= Material supplied =

====

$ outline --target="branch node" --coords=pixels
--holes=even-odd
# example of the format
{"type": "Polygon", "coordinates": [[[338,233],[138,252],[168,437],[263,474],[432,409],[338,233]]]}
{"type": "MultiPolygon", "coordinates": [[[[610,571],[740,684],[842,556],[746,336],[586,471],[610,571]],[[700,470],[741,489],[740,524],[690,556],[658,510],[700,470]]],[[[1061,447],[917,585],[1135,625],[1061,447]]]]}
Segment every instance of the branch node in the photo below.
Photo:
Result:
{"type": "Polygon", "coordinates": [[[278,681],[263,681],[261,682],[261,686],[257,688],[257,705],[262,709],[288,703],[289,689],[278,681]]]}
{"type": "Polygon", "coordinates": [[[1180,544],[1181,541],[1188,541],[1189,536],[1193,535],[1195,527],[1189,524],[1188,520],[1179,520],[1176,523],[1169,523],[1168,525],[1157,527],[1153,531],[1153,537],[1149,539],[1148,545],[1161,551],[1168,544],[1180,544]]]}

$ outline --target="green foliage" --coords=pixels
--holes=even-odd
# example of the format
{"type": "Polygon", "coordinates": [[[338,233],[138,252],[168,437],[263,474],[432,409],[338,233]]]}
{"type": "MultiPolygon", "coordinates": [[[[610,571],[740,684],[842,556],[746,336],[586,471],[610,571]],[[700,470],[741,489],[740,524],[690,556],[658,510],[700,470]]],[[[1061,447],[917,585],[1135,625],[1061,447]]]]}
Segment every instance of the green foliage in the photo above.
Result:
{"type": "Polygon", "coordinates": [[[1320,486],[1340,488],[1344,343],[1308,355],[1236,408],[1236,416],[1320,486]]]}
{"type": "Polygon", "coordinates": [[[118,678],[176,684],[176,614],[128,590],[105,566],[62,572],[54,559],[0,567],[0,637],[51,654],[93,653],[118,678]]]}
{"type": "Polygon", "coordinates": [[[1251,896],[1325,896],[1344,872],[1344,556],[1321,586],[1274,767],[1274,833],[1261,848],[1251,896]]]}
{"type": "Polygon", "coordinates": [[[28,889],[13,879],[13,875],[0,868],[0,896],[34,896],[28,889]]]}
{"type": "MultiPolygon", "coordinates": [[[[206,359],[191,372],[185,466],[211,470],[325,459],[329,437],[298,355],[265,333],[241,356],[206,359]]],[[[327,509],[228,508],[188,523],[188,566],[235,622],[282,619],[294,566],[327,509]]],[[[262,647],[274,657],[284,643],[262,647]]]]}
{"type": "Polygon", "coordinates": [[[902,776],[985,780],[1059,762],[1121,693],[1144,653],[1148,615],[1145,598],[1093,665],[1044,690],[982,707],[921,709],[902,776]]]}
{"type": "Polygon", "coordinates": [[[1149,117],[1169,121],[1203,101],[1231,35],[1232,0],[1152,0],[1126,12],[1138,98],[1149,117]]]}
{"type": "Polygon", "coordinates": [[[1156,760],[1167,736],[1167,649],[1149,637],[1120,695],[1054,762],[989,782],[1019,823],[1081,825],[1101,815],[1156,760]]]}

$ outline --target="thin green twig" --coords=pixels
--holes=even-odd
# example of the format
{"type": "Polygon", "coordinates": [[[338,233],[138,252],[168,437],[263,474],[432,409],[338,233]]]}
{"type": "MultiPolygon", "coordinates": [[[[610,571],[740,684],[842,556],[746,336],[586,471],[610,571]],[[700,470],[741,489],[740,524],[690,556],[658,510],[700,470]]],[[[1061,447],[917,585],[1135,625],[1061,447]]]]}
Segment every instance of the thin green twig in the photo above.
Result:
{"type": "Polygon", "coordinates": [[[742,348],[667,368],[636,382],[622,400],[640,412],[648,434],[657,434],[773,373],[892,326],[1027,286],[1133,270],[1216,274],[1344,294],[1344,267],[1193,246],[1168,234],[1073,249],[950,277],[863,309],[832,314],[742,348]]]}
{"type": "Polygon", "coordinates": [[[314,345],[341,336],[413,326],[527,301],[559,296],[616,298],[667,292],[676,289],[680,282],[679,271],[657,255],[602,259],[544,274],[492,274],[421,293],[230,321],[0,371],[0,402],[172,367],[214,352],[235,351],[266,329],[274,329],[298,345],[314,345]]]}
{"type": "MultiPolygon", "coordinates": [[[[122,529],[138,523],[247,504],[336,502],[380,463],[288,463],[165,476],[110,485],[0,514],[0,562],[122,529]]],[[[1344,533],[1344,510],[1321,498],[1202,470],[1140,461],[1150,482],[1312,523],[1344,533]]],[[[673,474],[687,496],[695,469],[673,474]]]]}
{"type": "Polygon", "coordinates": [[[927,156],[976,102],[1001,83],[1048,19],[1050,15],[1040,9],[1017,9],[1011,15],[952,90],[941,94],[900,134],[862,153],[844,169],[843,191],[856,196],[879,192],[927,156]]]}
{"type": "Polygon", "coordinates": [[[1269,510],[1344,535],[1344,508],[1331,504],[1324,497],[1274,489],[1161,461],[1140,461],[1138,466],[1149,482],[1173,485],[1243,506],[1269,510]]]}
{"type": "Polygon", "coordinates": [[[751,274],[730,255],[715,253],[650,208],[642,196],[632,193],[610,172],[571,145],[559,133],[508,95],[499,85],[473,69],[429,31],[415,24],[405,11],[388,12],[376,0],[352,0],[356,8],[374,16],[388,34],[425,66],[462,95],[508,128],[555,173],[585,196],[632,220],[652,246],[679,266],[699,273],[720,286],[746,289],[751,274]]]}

====

Please tally the lines in the items above that contain the word "Segment" and give only the number.

3